» To be done:
Repeat the listing below in full, exactly as it stands.

[Records excerpted from a collection]
%%
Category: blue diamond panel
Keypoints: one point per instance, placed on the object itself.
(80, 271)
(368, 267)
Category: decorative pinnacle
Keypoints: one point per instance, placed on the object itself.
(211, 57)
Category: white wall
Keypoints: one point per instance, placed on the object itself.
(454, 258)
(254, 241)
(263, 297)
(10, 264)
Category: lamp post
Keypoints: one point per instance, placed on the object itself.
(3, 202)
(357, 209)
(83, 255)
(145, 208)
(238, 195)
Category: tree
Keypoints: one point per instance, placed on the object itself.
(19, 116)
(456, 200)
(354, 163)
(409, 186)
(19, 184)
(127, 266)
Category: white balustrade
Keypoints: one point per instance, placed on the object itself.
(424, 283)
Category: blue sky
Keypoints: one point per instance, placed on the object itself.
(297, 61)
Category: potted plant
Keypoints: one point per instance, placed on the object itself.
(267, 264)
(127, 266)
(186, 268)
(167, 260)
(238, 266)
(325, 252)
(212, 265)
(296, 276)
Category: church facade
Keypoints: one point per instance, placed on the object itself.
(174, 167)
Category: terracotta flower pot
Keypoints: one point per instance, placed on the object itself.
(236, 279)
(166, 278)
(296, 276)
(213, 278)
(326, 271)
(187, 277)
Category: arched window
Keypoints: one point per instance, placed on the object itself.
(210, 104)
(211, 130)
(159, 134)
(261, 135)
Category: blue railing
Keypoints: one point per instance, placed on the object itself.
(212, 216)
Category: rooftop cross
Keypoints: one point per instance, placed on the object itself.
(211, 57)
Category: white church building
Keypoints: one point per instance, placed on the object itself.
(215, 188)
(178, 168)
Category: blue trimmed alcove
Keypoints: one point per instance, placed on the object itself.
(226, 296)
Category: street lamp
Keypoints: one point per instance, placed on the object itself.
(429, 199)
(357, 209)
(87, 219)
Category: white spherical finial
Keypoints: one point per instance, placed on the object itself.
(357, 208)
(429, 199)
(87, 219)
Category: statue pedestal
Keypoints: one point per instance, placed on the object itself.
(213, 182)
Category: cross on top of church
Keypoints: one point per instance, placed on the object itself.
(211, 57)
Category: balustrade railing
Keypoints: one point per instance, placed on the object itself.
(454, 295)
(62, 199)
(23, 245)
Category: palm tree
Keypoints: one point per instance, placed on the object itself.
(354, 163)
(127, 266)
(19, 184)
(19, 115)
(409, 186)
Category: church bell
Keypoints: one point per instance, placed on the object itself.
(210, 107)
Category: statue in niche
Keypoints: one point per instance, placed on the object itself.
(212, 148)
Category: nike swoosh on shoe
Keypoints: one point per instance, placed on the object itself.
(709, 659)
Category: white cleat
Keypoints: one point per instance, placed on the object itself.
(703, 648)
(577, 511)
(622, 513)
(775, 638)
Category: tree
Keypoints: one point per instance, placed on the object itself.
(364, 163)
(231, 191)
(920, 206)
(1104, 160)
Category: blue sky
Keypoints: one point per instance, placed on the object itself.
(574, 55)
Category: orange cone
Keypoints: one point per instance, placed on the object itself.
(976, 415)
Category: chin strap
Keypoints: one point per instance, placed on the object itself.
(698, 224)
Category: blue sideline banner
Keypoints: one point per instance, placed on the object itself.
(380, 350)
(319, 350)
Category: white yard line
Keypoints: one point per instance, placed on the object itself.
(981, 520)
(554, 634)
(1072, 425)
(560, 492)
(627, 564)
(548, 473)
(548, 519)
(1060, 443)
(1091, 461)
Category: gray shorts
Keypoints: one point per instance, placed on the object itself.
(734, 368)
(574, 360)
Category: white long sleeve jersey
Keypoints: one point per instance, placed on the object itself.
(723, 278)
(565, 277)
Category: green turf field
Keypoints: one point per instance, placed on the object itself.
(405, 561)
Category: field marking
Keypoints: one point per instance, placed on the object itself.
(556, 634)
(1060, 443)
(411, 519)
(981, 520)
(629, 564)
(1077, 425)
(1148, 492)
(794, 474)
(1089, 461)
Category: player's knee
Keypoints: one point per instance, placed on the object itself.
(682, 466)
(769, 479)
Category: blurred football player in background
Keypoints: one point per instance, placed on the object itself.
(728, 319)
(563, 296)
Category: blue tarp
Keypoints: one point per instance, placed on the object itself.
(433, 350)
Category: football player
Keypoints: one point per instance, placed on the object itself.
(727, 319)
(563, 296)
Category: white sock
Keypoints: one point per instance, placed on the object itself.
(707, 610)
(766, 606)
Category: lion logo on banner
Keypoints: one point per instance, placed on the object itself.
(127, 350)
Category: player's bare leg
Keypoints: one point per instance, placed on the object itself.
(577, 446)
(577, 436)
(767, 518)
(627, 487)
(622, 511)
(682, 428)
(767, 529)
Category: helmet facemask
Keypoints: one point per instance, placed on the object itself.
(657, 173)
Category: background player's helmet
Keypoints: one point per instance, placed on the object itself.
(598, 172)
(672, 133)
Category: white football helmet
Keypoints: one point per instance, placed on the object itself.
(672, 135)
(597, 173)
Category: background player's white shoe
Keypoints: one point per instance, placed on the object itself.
%%
» Reply:
Category: blue diamond panel
Keypoints: one point per instance, placed on the object itself.
(80, 271)
(368, 267)
Category: decorative pinnacle
Keypoints: one point per instance, placed on the object itself.
(211, 57)
Category: white wall
Keypoints: one point per instance, placed on the object itself.
(454, 258)
(254, 241)
(263, 297)
(10, 264)
Category: lamp post
Keypoints: one point per instance, placed on the object itself.
(3, 202)
(357, 209)
(83, 255)
(145, 208)
(238, 195)
Category: tree
Keypoints: one point per instance, placed on the object itself.
(19, 116)
(456, 200)
(354, 163)
(409, 186)
(19, 184)
(127, 266)
Category: white balustrade
Keypoints: one point per instance, placed on the object itself.
(424, 283)
Category: blue sky
Keypoints: one point per instance, placed on the object itself.
(297, 61)
Category: potted plant
Keypoints: one point per instance, placed on the object itself.
(267, 264)
(127, 266)
(186, 268)
(167, 260)
(238, 266)
(325, 252)
(212, 265)
(296, 276)
Category: church facade
Keypoints: one point per instance, placed on the object itself.
(174, 167)
Category: terracotta flower pot
Keypoints: one point per instance, placed on the object itself.
(236, 279)
(166, 278)
(296, 276)
(213, 278)
(326, 271)
(187, 277)
Category: arched window
Keypoints: one point per instance, placed on the object itself.
(210, 104)
(211, 130)
(159, 134)
(261, 135)
Category: blue railing
Keypoints: one point per instance, placed on the object itself.
(212, 216)
Category: rooftop cross
Keypoints: one point per instance, placed on the object itself.
(211, 57)
Category: white church building
Keypoints: one point per instance, placed on the object itself.
(215, 188)
(178, 168)
Category: blue trimmed alcove
Keypoints: one point per instance, placed on the object itself.
(226, 296)
Category: street lamp
Keypoints: one point per instance, placed on the object itself.
(429, 199)
(357, 209)
(87, 219)
Category: white spherical finial
Keypoints: one point per instance, placed on the object itself.
(357, 208)
(429, 199)
(87, 219)
Category: statue pedestal
Keypoints: one point per instance, placed on the object itself.
(213, 182)
Category: cross on top of church
Keypoints: one point per instance, placed on the object itself.
(211, 57)
Category: balustrade railing
Keypoints: one point per instance, placed on the object itself.
(454, 295)
(62, 199)
(23, 245)
Category: palm tree
Keypoints: one point per instance, placed on the object itself.
(354, 163)
(127, 266)
(19, 184)
(19, 115)
(409, 186)
Category: church bell
Keypoints: one point per instance, placed on the object itself.
(210, 107)
Category: statue in niche
Keypoints: one point per instance, placed on the object itself.
(212, 148)
Category: nike swoosh on shoe
Keypoints: one point per instance, placed on the object itself.
(709, 659)
Category: white cleat
Keypoints: one point per instance, placed on the object itself.
(703, 648)
(577, 511)
(622, 513)
(775, 638)
Category: tree
Keypoints: one point per instance, placed on the object itself.
(364, 163)
(231, 191)
(920, 206)
(1104, 160)
Category: blue sky
Keypoints: one point per instance, placed on the object itself.
(574, 55)
Category: orange cone
Keypoints: one point per instance, placed on the object itself.
(976, 415)
Category: chin strap
Keypoints: one point per instance, placed on the object itself.
(698, 224)
Category: blue sideline banner
Keypoints: one point per instance, placed on the object itself.
(380, 350)
(319, 350)
Category: white yard line
Keypoints: one point per instance, placed on the object itself.
(981, 520)
(554, 634)
(1072, 425)
(560, 492)
(627, 564)
(548, 473)
(548, 519)
(1060, 443)
(1091, 461)
Category: gray shorts
Keypoints: one point per instance, placed on the object itself.
(734, 368)
(574, 360)
Category: white long sleeve jersey
Keypoints: one point per instance, placed on the object itself.
(723, 278)
(565, 277)
Category: green turf field
Keypoints: one point per instance, placed on the object itself.
(405, 561)
Category: field marking
Keypoints: one point per instance, placed on the object itself.
(556, 634)
(1060, 443)
(411, 519)
(981, 520)
(629, 564)
(1077, 425)
(1148, 492)
(794, 474)
(1089, 461)
Category: player's knee
Keypoints: one point per instance, placed on the object itself.
(682, 466)
(769, 479)
Category: blurred football player in background
Keypoints: one point per instance, placed on the object itself.
(728, 319)
(563, 296)
Category: blue tarp
Keypoints: one point per instance, placed on the object itself.
(433, 350)
Category: football player
Keypoints: one point per instance, placed on the object itself.
(727, 319)
(563, 296)
Category: white sock
Keypoints: one point per instance, placed on the object itself.
(707, 610)
(766, 606)
Category: lion logo on banner
Keypoints: one point per instance, placed on the object itself.
(127, 350)
Category: player's bare leg
Keypoints: one point per instance, placed on the object itself.
(577, 446)
(577, 436)
(767, 518)
(627, 487)
(622, 511)
(682, 428)
(767, 529)
Category: helmet facemask
Keypoints: one point per instance, placed on the object itself.
(657, 173)
Category: background player's helmet
Keypoints: one point per instance, placed on the object itself.
(598, 172)
(672, 133)
Category: white football helmet
Keypoints: one point per instance, placed on the object itself.
(672, 135)
(597, 173)
Category: background player's white shoe
Keypoints: one point per instance, placed on the object itself.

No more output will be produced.